[Records from a collection]
%%

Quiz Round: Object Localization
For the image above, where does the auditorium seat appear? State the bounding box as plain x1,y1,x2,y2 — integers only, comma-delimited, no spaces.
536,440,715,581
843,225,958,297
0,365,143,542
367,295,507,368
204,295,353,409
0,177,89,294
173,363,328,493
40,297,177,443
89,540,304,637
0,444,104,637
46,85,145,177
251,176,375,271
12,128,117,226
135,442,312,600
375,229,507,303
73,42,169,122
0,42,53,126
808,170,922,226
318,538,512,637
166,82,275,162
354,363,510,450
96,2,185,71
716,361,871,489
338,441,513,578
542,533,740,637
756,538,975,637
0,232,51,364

%%

Problem statement:
Reproduce each of the items above, unchanged.

Written answer:
Quiz Round: Object Localization
For the image above, where does the auditorium seat appear? State the bounding box as plain x1,y1,x2,y2 — integers only, comma-delimited, no spaces.
536,440,715,581
843,225,958,297
0,365,143,542
367,295,507,368
204,295,353,409
0,177,89,294
173,363,328,493
40,297,177,443
89,540,304,637
0,444,104,637
46,85,145,177
251,176,375,271
12,128,117,226
135,442,312,600
375,229,507,303
73,42,169,122
0,42,53,126
808,170,922,226
318,538,512,637
166,82,275,162
354,363,510,450
96,2,185,71
716,361,871,489
338,441,513,578
542,533,740,637
756,538,975,637
0,232,51,364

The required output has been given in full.